Task =>
Print each line from the start of the records below up through the line where "Annotate each instance of the ceiling" is found, exactly as given.

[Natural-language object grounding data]
╔══
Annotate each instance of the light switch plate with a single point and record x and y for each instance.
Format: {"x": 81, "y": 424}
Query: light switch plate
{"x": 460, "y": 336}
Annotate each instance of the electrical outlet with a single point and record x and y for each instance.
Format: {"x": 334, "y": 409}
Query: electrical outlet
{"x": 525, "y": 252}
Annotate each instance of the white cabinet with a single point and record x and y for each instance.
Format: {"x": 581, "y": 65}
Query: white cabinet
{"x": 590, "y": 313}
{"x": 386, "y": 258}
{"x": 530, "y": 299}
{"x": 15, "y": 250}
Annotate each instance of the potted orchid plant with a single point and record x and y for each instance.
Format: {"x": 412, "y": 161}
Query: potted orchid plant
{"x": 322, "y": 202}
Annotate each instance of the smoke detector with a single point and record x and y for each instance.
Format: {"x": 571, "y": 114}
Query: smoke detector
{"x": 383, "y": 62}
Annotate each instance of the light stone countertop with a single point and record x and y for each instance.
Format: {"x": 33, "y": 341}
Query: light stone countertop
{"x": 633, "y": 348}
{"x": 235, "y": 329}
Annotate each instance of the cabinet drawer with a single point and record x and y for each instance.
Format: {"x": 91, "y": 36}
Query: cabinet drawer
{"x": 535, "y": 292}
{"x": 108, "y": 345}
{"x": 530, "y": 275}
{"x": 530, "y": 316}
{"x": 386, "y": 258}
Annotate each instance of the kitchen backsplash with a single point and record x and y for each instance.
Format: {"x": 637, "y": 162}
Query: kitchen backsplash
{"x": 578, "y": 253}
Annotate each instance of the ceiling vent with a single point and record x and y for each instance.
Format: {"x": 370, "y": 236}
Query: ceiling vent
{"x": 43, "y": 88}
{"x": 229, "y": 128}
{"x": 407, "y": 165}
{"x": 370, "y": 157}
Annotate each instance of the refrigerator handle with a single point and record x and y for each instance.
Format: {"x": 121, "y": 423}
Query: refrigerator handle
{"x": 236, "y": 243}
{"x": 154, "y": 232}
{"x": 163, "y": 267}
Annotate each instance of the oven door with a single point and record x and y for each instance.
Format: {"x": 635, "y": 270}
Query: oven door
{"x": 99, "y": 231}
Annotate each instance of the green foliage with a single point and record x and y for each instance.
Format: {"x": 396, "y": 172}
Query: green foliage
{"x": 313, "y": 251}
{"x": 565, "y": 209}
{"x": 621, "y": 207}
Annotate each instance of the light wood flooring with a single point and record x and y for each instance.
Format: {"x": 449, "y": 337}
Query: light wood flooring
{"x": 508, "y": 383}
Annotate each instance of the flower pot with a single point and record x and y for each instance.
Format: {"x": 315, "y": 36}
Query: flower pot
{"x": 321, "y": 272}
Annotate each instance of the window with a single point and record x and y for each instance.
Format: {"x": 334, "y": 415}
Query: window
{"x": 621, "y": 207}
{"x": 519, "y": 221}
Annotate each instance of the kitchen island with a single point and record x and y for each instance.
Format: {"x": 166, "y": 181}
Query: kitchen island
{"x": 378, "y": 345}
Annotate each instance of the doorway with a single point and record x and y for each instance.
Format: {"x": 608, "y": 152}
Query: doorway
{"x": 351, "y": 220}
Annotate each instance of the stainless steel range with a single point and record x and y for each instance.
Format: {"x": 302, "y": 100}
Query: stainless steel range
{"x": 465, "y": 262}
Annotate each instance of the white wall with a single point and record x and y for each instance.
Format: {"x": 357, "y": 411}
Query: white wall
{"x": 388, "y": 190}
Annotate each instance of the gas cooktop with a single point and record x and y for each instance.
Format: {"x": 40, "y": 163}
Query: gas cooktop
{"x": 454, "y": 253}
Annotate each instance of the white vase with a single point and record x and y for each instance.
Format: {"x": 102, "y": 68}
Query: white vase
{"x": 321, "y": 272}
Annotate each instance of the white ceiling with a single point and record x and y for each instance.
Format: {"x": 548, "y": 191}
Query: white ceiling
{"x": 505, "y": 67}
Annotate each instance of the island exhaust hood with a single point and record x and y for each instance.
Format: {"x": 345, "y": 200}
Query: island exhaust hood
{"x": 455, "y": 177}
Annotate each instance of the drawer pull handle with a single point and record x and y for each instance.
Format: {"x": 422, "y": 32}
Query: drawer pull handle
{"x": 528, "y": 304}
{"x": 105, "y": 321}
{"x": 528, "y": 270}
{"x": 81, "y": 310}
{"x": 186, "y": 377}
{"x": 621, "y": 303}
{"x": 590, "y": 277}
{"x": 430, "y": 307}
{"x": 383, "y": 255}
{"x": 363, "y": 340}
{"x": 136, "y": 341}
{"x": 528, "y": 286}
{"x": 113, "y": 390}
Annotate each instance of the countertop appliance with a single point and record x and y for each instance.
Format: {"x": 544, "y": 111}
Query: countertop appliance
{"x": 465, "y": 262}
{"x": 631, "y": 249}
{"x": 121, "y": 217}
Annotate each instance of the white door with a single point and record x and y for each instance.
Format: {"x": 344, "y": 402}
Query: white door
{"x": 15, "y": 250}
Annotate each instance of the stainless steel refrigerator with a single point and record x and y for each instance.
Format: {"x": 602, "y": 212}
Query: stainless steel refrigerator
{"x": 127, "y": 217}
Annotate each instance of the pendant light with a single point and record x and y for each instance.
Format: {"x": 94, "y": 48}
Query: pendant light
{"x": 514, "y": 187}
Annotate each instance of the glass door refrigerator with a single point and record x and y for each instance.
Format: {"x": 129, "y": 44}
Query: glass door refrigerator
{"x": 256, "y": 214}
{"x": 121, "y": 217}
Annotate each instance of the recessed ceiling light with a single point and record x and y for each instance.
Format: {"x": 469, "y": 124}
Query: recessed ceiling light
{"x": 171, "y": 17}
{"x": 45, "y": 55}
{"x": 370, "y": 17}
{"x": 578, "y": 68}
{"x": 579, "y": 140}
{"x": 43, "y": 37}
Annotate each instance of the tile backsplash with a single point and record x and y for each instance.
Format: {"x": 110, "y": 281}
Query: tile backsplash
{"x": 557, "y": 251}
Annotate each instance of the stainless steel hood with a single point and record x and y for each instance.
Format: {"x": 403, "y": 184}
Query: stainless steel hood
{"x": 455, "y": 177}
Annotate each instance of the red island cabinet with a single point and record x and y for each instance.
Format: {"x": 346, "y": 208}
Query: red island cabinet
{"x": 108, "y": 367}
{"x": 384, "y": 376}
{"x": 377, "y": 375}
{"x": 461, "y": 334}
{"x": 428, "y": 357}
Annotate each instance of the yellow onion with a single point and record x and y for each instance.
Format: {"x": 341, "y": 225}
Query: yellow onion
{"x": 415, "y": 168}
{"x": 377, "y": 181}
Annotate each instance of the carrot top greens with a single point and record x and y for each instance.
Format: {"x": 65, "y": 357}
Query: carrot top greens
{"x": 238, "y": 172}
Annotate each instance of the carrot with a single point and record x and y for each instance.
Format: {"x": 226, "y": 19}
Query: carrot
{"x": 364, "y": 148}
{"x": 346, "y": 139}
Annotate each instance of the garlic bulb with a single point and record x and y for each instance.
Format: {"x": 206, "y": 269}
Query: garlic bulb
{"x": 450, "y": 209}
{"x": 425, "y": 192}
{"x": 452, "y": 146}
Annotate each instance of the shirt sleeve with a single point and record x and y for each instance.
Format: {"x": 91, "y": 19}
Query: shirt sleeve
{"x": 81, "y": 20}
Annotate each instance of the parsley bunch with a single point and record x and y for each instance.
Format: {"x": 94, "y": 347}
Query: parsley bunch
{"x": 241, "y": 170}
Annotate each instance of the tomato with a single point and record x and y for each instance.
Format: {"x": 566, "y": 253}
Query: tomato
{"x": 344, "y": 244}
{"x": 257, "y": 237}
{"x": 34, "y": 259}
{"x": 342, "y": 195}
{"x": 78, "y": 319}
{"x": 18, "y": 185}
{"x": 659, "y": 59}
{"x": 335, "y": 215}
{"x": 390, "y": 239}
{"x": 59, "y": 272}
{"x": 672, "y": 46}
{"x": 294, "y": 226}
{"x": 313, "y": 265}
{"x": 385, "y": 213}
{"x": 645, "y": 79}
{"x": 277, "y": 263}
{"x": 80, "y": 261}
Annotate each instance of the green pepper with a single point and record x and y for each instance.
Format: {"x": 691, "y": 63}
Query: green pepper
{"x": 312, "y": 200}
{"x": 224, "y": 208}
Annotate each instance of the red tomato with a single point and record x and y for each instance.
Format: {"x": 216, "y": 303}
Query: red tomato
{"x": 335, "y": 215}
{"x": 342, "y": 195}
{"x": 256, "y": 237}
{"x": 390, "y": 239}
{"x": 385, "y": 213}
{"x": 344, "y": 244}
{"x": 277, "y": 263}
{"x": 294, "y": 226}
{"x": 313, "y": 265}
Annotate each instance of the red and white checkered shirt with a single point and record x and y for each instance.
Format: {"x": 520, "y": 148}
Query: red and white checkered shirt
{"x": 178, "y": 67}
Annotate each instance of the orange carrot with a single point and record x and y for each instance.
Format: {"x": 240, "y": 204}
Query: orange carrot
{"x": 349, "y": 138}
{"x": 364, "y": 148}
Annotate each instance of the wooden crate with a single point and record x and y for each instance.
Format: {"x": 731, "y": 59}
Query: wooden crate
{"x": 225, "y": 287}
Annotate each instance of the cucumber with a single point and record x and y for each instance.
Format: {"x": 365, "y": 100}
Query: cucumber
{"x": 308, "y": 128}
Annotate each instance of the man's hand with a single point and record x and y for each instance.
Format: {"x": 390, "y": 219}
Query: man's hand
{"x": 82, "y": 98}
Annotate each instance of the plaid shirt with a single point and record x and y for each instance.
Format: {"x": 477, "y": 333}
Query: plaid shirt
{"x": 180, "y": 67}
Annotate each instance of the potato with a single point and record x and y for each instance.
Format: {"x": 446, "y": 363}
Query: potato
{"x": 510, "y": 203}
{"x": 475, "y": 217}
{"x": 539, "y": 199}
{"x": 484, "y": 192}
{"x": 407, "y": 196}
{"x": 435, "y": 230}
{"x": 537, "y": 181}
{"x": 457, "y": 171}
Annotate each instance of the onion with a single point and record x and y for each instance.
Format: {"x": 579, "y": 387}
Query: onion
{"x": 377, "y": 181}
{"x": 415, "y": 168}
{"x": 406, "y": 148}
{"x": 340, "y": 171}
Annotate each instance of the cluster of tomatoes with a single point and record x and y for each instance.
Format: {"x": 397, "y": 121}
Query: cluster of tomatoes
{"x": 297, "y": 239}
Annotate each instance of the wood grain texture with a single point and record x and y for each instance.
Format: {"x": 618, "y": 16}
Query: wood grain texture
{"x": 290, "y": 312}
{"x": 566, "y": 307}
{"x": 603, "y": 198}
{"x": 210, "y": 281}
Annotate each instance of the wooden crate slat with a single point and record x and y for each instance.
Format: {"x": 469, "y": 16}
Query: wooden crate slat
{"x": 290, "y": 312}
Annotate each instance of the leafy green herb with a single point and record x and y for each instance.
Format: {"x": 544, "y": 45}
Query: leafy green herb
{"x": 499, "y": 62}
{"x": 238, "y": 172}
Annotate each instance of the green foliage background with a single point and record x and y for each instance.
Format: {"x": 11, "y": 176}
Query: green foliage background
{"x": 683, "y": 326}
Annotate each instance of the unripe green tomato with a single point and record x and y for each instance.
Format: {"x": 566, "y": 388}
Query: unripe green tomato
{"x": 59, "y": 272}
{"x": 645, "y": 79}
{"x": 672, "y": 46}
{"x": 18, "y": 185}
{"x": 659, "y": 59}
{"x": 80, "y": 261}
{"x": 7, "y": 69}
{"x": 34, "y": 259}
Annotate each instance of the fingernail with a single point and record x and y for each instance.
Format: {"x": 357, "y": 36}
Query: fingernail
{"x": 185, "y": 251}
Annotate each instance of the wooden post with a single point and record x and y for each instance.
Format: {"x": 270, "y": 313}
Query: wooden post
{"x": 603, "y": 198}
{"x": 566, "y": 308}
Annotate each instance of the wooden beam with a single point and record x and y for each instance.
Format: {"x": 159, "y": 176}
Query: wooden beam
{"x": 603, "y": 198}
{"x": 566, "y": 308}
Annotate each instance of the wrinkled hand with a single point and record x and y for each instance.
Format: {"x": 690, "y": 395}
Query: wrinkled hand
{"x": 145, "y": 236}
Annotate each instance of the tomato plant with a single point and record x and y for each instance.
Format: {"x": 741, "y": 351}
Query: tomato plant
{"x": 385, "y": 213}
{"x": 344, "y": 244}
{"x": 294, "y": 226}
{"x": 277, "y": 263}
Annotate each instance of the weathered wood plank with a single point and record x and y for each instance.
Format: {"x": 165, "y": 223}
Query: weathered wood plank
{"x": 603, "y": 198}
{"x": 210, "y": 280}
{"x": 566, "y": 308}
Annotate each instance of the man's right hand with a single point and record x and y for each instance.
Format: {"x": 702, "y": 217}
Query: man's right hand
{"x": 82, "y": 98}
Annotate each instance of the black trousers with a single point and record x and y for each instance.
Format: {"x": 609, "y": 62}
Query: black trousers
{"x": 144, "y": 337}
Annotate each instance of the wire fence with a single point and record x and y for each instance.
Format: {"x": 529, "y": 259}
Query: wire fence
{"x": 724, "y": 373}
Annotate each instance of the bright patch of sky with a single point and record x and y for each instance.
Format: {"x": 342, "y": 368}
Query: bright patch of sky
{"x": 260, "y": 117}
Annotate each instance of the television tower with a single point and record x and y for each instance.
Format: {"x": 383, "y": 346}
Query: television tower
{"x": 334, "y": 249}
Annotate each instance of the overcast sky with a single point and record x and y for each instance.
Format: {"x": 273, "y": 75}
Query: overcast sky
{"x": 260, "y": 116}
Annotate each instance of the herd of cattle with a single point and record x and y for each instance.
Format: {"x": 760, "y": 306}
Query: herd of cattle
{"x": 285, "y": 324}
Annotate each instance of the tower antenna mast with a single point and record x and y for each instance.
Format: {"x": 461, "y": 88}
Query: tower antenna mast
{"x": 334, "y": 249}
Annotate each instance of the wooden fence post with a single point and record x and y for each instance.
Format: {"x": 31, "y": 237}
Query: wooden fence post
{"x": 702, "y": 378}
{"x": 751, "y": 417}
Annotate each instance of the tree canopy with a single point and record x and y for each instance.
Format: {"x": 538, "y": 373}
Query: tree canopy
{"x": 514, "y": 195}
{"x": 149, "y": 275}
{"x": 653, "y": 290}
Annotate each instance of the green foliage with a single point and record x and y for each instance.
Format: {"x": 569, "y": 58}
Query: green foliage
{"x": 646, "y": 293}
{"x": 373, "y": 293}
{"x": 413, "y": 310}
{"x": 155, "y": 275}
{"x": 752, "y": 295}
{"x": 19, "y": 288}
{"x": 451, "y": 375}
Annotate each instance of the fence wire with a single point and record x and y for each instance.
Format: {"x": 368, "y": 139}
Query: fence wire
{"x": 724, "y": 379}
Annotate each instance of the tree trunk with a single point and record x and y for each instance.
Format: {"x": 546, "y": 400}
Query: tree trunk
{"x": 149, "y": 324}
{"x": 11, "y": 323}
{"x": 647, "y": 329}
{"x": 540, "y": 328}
╚══
Answer to this task =>
Annotate each instance of the light switch plate with a single point and record x and y for each instance.
Format: {"x": 81, "y": 424}
Query: light switch plate
{"x": 460, "y": 336}
Annotate each instance of the electrical outlet with a single point and record x and y for each instance.
Format: {"x": 334, "y": 409}
Query: electrical outlet
{"x": 525, "y": 252}
Annotate each instance of the white cabinet with a single point and record x and y for each instance.
Format: {"x": 581, "y": 65}
Query: white cabinet
{"x": 590, "y": 313}
{"x": 386, "y": 258}
{"x": 530, "y": 299}
{"x": 15, "y": 250}
Annotate each instance of the potted orchid plant with a single point and record x and y for each instance.
Format: {"x": 412, "y": 161}
Query: potted orchid plant
{"x": 322, "y": 202}
Annotate each instance of the smoke detector with a single point and record x and y for each instance.
Format: {"x": 571, "y": 114}
Query: smoke detector
{"x": 383, "y": 62}
Annotate each instance of the light stone countertop with a single point and record x and y for each instance.
Format: {"x": 33, "y": 341}
Query: light stone countertop
{"x": 633, "y": 348}
{"x": 235, "y": 329}
Annotate each instance of the cabinet drawer with a single point and record x and y for each instance.
Format: {"x": 91, "y": 36}
Query: cabinet drawer
{"x": 535, "y": 292}
{"x": 108, "y": 345}
{"x": 530, "y": 275}
{"x": 530, "y": 316}
{"x": 386, "y": 258}
Annotate each instance of the kitchen backsplash with a single point and record x and y for each instance.
Format: {"x": 637, "y": 162}
Query: kitchen backsplash
{"x": 578, "y": 253}
Annotate each instance of the ceiling vent with a single point and record x and y for each instance.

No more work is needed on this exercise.